SUPPLIED TEXT section start

| CITATION
Annual Diakonia Award
awarded on 14th August March 2008
to
Fr Michael Lapsley, SSM
“All people share responsibility for the past of their countries and all people have a responsibility for creating a different kind of future. In the Judaeo Christian tradition we go so far as to make the bold claim that all human beings are made in the image and likeness of God. Furthermore, for those of us who are Christians, we are the followers of the tortured one. We follow Jesus who said “As you did it to one of the least of these my brothers and sisters, you did it to me.” This is a quote from Fr Michael’s address at the Second Michael Hirschfield Memorial Address, delivered in Wellington, New Zealand on December 4, 2000.
Father Michael Lapsley was born in New Zealand and was ordained and joined the religious order, the Society of the Sacred Missions, in Australia. In 1973 he arrived in Durban as an undergraduate student and shortly thereafter, as a young Anglican priest, he became chaplain to both black and white students at the very height of apartheid oppression. Then came 1976, the year of the Soweto uprising, in which many black school children were shot and killed. As National Chaplain, Father Michael began to speak out on behalf of students who had been shot, detained, and tortured. In September of the same year, he was expelled from the country.

SUPPLIED TEXT section end
EXTRACTED RECORDS section start

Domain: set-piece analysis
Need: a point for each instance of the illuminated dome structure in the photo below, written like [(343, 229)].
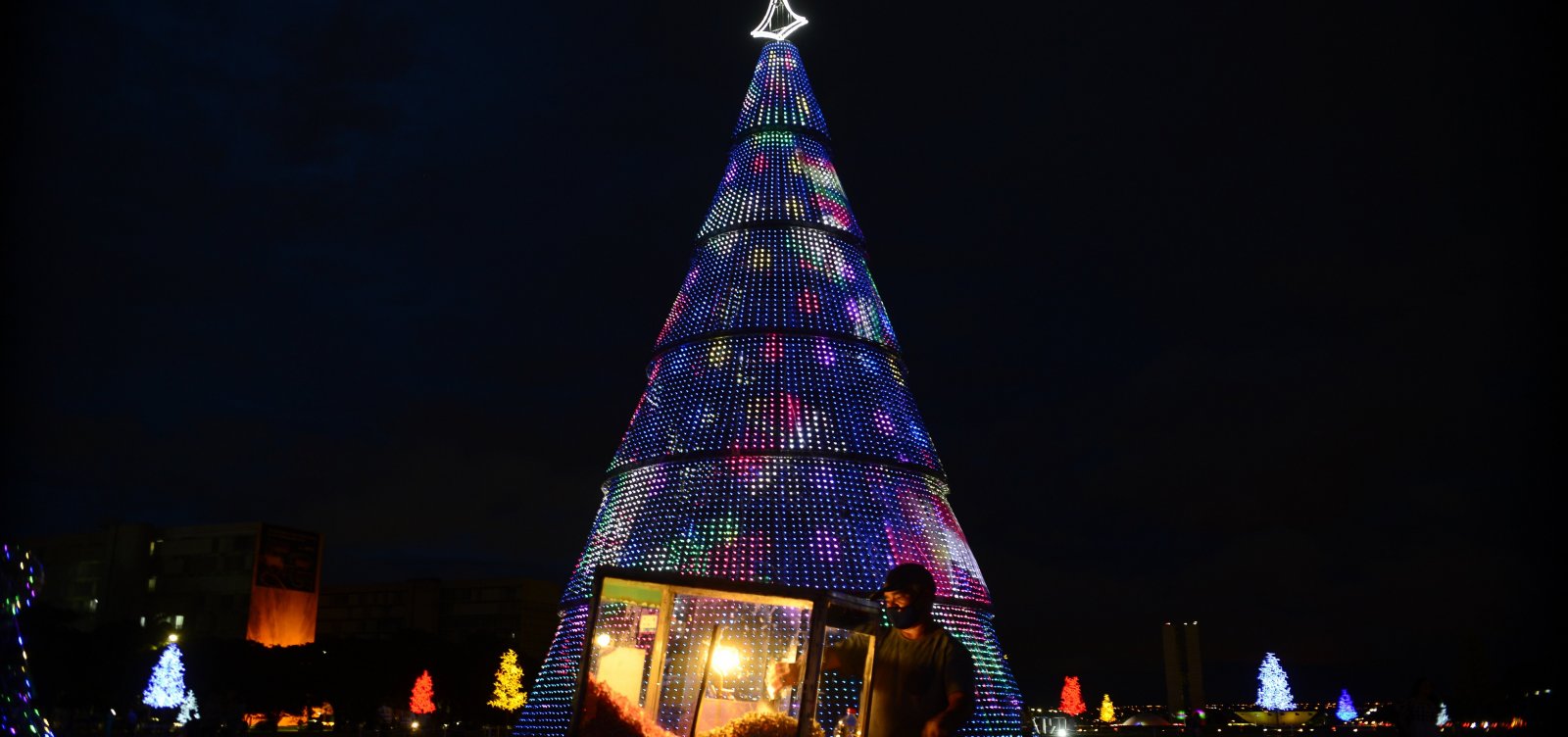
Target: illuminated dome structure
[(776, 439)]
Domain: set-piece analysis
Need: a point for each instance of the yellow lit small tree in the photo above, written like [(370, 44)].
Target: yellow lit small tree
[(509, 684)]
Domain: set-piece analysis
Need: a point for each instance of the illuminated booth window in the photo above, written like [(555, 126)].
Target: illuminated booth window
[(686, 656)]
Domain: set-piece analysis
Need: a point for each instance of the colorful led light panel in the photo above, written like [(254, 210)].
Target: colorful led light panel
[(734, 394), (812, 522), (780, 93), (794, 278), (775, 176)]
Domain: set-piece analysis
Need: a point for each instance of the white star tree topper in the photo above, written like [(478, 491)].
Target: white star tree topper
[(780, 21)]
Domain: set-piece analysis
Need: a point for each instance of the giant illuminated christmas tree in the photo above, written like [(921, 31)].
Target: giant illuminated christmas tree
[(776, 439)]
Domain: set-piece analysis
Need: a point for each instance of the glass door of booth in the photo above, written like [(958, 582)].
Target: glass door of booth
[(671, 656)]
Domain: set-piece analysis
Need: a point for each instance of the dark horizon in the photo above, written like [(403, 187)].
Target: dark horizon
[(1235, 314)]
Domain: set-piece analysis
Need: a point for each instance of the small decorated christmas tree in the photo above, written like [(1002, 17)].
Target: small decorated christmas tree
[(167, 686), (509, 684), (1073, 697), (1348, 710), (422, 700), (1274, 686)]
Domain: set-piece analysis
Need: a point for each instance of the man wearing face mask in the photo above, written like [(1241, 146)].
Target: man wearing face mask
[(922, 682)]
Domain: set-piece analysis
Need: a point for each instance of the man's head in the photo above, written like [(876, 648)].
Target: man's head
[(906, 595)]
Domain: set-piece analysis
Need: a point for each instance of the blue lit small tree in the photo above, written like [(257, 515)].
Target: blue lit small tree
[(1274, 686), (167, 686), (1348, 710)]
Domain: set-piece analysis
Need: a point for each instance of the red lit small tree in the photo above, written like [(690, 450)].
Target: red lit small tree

EXTRACTED RECORDS section end

[QUESTIONS]:
**a)** According to the Diakonia Award citation, in what year did Father Michael Lapsley arrive in Durban?
**b)** Continue the Diakonia Award citation for Father Michael Lapsley from where it stops.

[WRITTEN RESPONSES]:
**a)** 1973

**b)**
He went to live in Lesotho where he continued his studies and began a new journey as a member of the ANC and chaplain to the liberation movement in exile, travelling the world to mobilize particularly the faith community to oppose apartheid and support the struggle for freedom. After the Maseru Massacre in 1982, he moved to Zimbabwe and it was here that in April 1990, 3 months after Nelson Mandela's release from prison, he was sent a letter bomb from South African operatives, hidden between two Christian magazines. In the blast, he lost both hands, the sight of one eye, and was seriously burned. In his own words Fr Michael recalls that “the irony is that the only automatic weapon I have ever used is my own tongue. They eventually took away my hands and left my weapon reasonably intact.”
Fr Michael’s journey towards healing now took a new turn. Returning to Zimbabwe after his convalescence in New Zealand, he remarked to his Bishop that he thought he could be more of a priest with no hands than with two hands. “My brokenness” he said “is visible; for most people it is invisible”.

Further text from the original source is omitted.